## SHORT EXERCISE
Reproduce each of the lines below without changing anything.

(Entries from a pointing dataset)
* * *
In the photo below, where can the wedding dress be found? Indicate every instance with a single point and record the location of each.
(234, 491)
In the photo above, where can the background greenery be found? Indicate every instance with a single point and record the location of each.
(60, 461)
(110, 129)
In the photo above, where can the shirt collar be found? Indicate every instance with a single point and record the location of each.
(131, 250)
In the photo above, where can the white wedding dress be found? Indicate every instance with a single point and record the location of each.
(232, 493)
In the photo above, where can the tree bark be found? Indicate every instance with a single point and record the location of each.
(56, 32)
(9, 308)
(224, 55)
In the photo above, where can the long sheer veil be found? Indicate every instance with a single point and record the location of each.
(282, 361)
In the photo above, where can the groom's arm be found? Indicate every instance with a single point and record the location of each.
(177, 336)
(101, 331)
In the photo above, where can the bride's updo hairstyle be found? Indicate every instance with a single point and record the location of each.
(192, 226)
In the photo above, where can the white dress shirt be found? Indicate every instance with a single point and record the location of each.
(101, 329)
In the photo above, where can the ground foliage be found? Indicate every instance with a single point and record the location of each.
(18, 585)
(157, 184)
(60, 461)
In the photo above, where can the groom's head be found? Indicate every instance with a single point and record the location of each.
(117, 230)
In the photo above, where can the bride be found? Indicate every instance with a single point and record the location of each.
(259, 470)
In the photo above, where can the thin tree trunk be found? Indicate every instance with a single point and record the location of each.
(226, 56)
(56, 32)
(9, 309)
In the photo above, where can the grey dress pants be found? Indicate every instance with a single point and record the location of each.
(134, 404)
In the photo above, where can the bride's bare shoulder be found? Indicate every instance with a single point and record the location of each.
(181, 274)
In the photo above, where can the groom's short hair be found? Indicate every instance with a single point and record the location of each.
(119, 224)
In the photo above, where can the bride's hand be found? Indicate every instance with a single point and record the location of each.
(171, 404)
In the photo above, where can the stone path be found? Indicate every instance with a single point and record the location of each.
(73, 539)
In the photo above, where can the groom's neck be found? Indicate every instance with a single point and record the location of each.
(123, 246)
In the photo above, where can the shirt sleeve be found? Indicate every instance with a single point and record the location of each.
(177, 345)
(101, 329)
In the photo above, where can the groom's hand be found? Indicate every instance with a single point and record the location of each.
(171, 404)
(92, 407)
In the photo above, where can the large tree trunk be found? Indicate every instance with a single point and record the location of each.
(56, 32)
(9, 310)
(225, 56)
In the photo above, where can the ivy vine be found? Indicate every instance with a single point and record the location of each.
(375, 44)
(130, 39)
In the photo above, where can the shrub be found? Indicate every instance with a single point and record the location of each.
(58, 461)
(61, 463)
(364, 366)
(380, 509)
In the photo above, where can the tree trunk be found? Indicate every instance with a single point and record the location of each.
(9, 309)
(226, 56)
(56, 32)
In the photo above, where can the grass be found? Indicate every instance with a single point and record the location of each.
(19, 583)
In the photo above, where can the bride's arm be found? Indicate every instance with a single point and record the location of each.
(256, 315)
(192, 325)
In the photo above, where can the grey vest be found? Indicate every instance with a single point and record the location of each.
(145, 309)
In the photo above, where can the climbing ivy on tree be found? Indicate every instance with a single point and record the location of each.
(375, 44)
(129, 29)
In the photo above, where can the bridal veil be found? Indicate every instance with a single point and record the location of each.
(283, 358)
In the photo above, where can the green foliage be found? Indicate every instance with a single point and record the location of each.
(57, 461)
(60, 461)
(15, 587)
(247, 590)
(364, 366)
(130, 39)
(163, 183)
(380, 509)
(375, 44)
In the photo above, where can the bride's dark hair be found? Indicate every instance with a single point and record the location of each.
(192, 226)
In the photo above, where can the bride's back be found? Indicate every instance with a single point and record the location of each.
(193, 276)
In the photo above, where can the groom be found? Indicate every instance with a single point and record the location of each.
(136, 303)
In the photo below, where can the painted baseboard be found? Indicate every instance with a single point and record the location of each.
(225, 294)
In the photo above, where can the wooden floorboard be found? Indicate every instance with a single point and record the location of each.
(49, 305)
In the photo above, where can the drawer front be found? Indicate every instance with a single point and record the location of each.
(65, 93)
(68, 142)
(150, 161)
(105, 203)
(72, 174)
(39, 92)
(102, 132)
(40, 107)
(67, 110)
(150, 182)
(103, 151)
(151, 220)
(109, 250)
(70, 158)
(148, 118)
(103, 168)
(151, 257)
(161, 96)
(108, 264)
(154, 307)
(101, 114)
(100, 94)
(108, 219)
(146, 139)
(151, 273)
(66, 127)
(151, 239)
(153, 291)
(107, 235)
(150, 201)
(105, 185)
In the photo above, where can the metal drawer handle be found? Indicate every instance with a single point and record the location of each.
* * *
## ANSWER TO THIS EXERCISE
In the photo below, where can the wedding dress be found? Indicate every instance with a single point and record the location of each.
(234, 491)
In the photo above, where can the background greenery be found? Indicate every instance with a single point and record the location of each.
(60, 461)
(110, 129)
In the photo above, where can the shirt collar be found? Indicate every instance with a single point and record the location of each.
(131, 250)
In the photo above, where can the white wedding dress be found? Indicate every instance with a single point and record the location of each.
(232, 493)
In the photo above, where can the tree bark be found? Indicate every instance with a single point and record the location of each.
(56, 32)
(9, 308)
(224, 55)
In the photo above, where can the long sheer veil be found? Indicate every instance with a single point and record the location of each.
(282, 361)
In the photo above, where can the groom's arm be found? Indicate every instance with a single point and record the location of each.
(177, 336)
(101, 331)
In the photo above, where can the bride's updo hairstyle be found? Indicate every instance with a single point and record the location of each.
(192, 226)
In the photo above, where can the white dress shirt be found? Indicate every instance with a single point and record the location of each.
(101, 329)
In the photo above, where can the ground foliage be found? Indicate every instance with a single point and record the location of each.
(18, 585)
(157, 184)
(60, 461)
In the photo above, where can the groom's head be found? Indicate every instance with a single point and record the location of each.
(117, 230)
In the photo above, where can the bride be found? Indicate every instance with a single point and record the location of each.
(259, 470)
In the photo above, where can the thin tree trunk be found? Indicate every instance with a single point and record the location of each.
(226, 56)
(56, 32)
(9, 309)
In the photo above, where can the grey dress pants be found? Indicate every instance with a single point and record the location of each.
(134, 404)
In the photo above, where can the bride's bare shoulder be found? Indicate every instance with a single point and record the location of each.
(181, 274)
In the photo above, where can the groom's short hair be found? Indicate every instance with a single point and record the location of each.
(119, 224)
In the photo above, where can the bride's hand be found? Indicate every instance with a single point and record the location of each.
(171, 404)
In the photo above, where can the stone path be found? Indicate every instance with a single point and record the location of each.
(73, 539)
In the photo above, where can the groom's neck be found? Indicate every instance with a single point and record the location of each.
(123, 246)
In the photo above, where can the shirt sleeve be found? Indicate every instance with a single point and record the location of each.
(177, 345)
(101, 329)
In the photo above, where can the groom's hand be found? Indicate every instance with a single point and record the location of each.
(171, 404)
(92, 407)
In the photo above, where can the large tree trunk be found? Indicate every instance with a single point and record the location of each.
(56, 32)
(9, 310)
(225, 56)
In the photo above, where can the ivy vine be found? Indicate every instance with a single point and record the location of each.
(375, 44)
(130, 39)
In the photo above, where can the shrub be found? Indicate every instance with a single point and record the location of each.
(58, 461)
(61, 463)
(364, 366)
(380, 509)
In the photo above, where can the tree trunk be found? Indicate every instance with a single point and record the location of each.
(9, 309)
(226, 56)
(56, 32)
In the photo above, where can the grass be found? Indicate every instance with a single point and record the location of each.
(19, 583)
In the photo above, where can the bride's arm be found? Indicate every instance with a single point and record the location of each.
(256, 315)
(192, 325)
In the photo above, where can the grey vest be found? Indicate every instance with a single point and record the location of each.
(145, 309)
In the photo above, where can the climbing ivy on tree be found? Indicate every instance with a single point and record the location of each.
(375, 44)
(129, 29)
In the photo above, where can the bridal veil be found? Indicate every instance with a single point and record the location of each.
(283, 358)
In the photo above, where can the green foliage be found? Indicate every instance with a single point and record the location of each.
(57, 461)
(60, 461)
(15, 587)
(247, 590)
(364, 366)
(130, 39)
(163, 183)
(380, 509)
(375, 44)
In the photo above, where can the bride's dark hair be found? Indicate every instance with a single point and record the location of each.
(192, 226)
In the photo above, where can the bride's back be found? Indicate every instance with a single point and record the location of each.
(193, 276)
In the photo above, where can the groom be found? Indicate every instance with a single point and record the location of each.
(136, 303)
In the photo below, where can the painted baseboard be found? Indicate every instance with a single point and record the location of each.
(225, 294)
In the photo above, where can the wooden floorboard be found? Indicate every instance with a single point and record the location of each.
(49, 305)
In the photo above, where can the drawer front be found? Indicate every instance with a single point and record the location of each.
(65, 93)
(68, 142)
(150, 161)
(105, 203)
(72, 174)
(39, 92)
(102, 132)
(40, 107)
(67, 110)
(150, 182)
(103, 151)
(151, 220)
(109, 250)
(70, 158)
(148, 118)
(103, 168)
(151, 257)
(161, 96)
(108, 264)
(154, 307)
(101, 114)
(100, 94)
(108, 219)
(146, 139)
(151, 273)
(66, 127)
(151, 239)
(153, 291)
(107, 235)
(150, 201)
(105, 185)
In the photo above, where can the metal drawer handle be found? Indicate every instance with a single point and record the location of each.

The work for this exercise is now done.